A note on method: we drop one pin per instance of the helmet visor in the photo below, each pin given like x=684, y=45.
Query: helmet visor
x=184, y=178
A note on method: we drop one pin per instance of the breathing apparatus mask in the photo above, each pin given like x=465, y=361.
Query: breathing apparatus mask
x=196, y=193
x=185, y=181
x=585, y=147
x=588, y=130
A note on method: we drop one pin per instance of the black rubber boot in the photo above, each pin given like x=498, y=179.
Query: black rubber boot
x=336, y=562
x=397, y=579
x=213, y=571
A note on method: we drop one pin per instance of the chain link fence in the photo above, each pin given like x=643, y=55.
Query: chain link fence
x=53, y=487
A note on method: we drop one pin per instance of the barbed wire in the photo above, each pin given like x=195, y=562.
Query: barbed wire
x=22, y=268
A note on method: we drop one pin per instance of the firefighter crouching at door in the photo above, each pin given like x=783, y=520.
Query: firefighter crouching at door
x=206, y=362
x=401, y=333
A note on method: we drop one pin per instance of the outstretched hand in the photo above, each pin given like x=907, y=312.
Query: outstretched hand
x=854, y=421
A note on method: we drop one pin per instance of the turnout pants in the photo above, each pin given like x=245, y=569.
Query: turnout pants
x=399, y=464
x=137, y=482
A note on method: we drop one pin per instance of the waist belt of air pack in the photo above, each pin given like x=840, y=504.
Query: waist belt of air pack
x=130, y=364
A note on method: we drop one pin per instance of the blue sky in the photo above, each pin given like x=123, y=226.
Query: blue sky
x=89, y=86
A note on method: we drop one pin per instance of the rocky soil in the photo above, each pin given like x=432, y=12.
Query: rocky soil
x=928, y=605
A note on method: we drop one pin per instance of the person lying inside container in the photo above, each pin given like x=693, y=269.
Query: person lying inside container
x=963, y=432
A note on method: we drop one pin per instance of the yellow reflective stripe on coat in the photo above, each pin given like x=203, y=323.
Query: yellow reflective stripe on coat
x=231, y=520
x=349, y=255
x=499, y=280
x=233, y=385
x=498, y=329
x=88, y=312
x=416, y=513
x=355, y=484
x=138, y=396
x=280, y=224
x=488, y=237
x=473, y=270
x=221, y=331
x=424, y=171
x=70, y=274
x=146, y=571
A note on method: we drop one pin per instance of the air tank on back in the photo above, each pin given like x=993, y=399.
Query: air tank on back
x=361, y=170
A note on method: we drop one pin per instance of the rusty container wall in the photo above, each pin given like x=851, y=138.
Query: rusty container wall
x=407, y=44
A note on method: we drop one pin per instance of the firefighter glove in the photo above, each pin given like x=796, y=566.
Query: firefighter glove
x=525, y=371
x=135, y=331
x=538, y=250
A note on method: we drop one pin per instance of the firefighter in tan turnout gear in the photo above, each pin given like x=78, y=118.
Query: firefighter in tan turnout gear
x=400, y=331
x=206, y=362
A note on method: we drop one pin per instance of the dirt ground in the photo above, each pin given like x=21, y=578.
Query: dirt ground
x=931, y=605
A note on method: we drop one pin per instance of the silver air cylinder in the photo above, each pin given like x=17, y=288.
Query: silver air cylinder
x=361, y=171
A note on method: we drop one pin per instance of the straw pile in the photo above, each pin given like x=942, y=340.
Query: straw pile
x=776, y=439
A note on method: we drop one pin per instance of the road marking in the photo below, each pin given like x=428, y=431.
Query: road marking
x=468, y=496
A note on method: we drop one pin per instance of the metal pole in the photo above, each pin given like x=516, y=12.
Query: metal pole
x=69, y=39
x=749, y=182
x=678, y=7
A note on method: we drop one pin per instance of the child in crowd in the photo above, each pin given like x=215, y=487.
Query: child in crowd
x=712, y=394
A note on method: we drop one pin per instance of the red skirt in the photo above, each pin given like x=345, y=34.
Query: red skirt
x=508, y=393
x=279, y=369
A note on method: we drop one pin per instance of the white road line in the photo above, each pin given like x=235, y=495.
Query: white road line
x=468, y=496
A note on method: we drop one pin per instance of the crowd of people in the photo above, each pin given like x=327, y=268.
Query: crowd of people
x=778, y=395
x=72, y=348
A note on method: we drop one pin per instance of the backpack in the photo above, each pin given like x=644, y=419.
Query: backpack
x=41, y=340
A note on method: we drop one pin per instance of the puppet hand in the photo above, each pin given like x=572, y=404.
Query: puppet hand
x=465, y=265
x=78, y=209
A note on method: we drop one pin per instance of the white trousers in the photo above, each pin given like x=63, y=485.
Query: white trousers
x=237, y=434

★ ★ ★ ★ ★

## TO BE DONE
Render everything in the records above, from the line containing "like x=840, y=504." down to the line containing "x=963, y=432", as a Markdown table with the columns Row and Line. Number each line, include both end lines, and leave out blank lines.

## SOLUTION TO THE PROBLEM
| Row | Line |
|---|---|
| 1 | A note on method: we drop one pin per instance of the waist belt of air pack in the photo above, each pin given like x=840, y=504. |
| 2 | Query: waist belt of air pack |
| 3 | x=130, y=364 |
| 4 | A note on method: we drop one pin per instance of the blue sky in the photo above, each pin given like x=123, y=226. |
| 5 | Query: blue sky |
| 6 | x=89, y=86 |
| 7 | A note on method: we drop one pin per instance of the rocky soil in the photo above, each pin given like x=432, y=12. |
| 8 | Query: rocky soil |
| 9 | x=928, y=605 |
| 10 | A note on method: we drop one pin per instance of the person lying inside container in the photo above, each pin given like x=693, y=269. |
| 11 | Query: person lying inside container |
| 12 | x=963, y=432 |